WORK REQUIRED | Filter these entries down to the lines that hold the word "like", and show each of them.

RECORDS FOR THE TASK |

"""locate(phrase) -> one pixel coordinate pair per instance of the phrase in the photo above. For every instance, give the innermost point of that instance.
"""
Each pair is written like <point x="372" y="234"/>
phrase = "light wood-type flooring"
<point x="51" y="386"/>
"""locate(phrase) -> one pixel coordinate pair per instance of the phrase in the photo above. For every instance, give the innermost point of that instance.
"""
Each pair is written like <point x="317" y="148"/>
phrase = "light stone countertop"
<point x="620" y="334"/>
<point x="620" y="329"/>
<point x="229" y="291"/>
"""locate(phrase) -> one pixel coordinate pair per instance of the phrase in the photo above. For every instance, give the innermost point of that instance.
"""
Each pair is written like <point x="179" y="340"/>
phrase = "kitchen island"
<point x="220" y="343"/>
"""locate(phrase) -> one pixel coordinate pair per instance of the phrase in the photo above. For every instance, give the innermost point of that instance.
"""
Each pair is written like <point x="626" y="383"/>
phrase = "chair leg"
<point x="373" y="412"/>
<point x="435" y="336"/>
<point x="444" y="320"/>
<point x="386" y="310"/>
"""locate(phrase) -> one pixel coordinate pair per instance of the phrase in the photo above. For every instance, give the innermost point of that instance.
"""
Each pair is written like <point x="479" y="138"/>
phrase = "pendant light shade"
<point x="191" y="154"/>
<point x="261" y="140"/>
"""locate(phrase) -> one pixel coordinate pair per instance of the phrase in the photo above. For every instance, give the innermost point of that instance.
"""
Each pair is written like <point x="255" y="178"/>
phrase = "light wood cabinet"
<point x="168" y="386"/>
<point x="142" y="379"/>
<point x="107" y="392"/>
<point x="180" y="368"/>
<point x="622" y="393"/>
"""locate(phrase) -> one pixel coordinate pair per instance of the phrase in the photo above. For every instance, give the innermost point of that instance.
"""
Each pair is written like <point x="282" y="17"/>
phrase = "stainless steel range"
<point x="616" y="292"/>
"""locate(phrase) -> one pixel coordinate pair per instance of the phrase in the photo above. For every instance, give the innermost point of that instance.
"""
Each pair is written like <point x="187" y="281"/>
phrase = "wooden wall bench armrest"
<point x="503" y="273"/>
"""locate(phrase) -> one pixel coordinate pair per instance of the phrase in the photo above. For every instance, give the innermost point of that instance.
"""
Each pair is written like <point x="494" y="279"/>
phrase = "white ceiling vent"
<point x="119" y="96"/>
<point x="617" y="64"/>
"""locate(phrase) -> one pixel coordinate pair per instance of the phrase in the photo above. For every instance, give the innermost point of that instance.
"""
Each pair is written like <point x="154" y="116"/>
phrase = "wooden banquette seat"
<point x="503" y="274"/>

FINISHED EXERCISE |
Each pair is written like <point x="372" y="234"/>
Each pair is written like <point x="317" y="148"/>
Each pair is written like <point x="179" y="340"/>
Each pair is written like <point x="626" y="383"/>
Each pair is written like <point x="479" y="138"/>
Each pair is written like <point x="255" y="178"/>
Each pair is written like <point x="282" y="17"/>
Each pair is written like <point x="187" y="281"/>
Each pair is written like <point x="494" y="279"/>
Each pair is written like <point x="154" y="116"/>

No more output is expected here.